▸ **Supplied data**:
::::::
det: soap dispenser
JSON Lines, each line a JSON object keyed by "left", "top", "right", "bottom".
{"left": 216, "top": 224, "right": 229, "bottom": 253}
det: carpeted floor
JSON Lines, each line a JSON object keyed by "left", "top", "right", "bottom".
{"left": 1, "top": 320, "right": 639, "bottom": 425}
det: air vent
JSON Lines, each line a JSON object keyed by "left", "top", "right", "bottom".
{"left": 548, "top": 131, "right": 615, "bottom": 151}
::::::
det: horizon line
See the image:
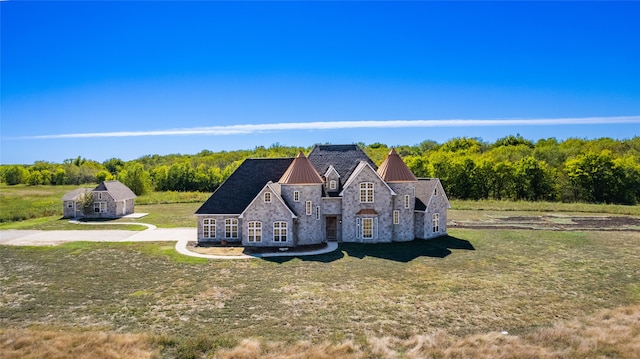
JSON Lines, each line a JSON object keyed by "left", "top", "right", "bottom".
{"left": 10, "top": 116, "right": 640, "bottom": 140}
::::::
▸ **Task goal**:
Going down the listing above, begin printing at the line with "det: soap dispenser" and finish with the line with "det: air vent", exactly as they appear.

▸ **Answer**:
det: soap dispenser
JSON Lines, each line a JSON object keyed by "left", "top", "right", "bottom".
{"left": 216, "top": 224, "right": 229, "bottom": 253}
det: carpeted floor
JSON Lines, each line a JSON object keyed by "left", "top", "right", "bottom".
{"left": 1, "top": 320, "right": 639, "bottom": 425}
det: air vent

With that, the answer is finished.